*Text for analysis*:
___

The New York Times had a front-page article today: Traveling Light in a Time of Digital Thievery, aka "Electronic Security a Worry in an Age of Digital Espionage".
Former director of US national intelligence Mike McConnell is quoted as saying
“In looking at computer systems of consequence — in government, Congress, at the Department of Defense, aerospace, companies with valuable trade secrets — we’ve not examined one yet that has not been infected by an advanced persistent threat.”
It notes that many high-profile organizations require their employees to take extensive precautions when traveling to China, Russia and other countries that have been implicated in advanced attacks. That includes, e.g.:
- traveling with "loaner devices" which are wiped pre- and post- travel, rather than their own cell phones or laptops
- disabling Bluetooth and Wi-Fi
- never typing a password
- and, in meetings, not just powering off devices, but removing batteries "for fear the microphone could be turned on remotely"
It seems that using encryption might be problematic:
Both China and Russia prohibit travelers from entering the country with encrypted devices unless they have government permission.
and also notes that
When officials from those countries visit the United States, they take extra precautions to prevent the hacking of their portable devices, according to security experts.
Do these precautions make sense for people with access to info they consider highly sensitive? (Even the bit about removing batteries?) What else might people do?
Which countries have this sort of capability?
Of course I know that good answers require more careful analysis of the traveler's security requirements, plans while traveling, etc. etc. But a list of precautions to consider would still be helpful.

___

*Assigned task*:
Answer these questions using the text on electronic security for travelers.
1. Which newspaper ran the article, and on what page?
2. Which two countries bar travelers from entering with encrypted devices unless they have government permission?
3. Why are employees told to remove batteries from devices during meetings?

*Available data*:
___

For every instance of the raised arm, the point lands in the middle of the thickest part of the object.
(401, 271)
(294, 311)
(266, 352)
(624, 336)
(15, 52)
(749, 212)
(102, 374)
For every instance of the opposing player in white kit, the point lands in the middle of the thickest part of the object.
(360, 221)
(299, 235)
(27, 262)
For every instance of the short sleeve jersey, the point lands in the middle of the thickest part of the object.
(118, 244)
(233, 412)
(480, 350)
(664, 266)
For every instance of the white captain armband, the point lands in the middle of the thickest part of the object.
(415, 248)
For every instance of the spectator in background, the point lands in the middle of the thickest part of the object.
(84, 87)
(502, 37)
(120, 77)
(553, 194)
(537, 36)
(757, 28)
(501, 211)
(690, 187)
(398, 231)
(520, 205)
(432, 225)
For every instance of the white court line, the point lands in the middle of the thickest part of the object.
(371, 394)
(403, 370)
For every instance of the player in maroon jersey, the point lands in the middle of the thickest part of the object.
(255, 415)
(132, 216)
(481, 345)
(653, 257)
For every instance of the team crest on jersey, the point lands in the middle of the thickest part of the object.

___

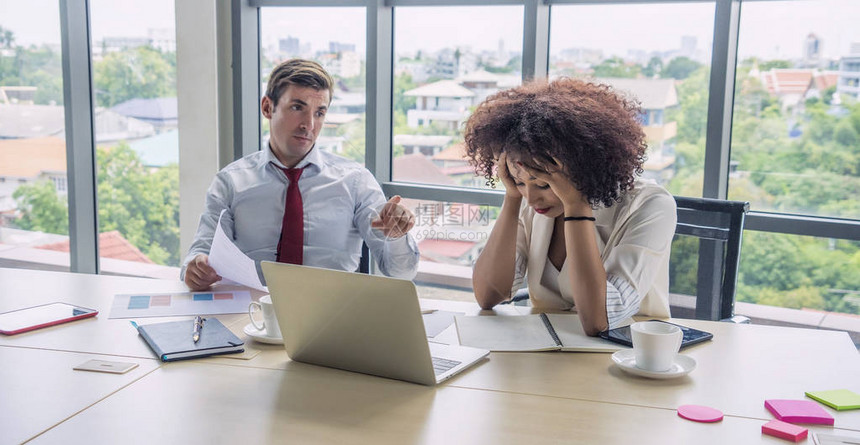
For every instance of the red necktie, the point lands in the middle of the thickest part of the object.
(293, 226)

___

*Worked solution*:
1. The New York Times, on its front page.
2. China and Russia.
3. For fear that the microphone could be turned on remotely.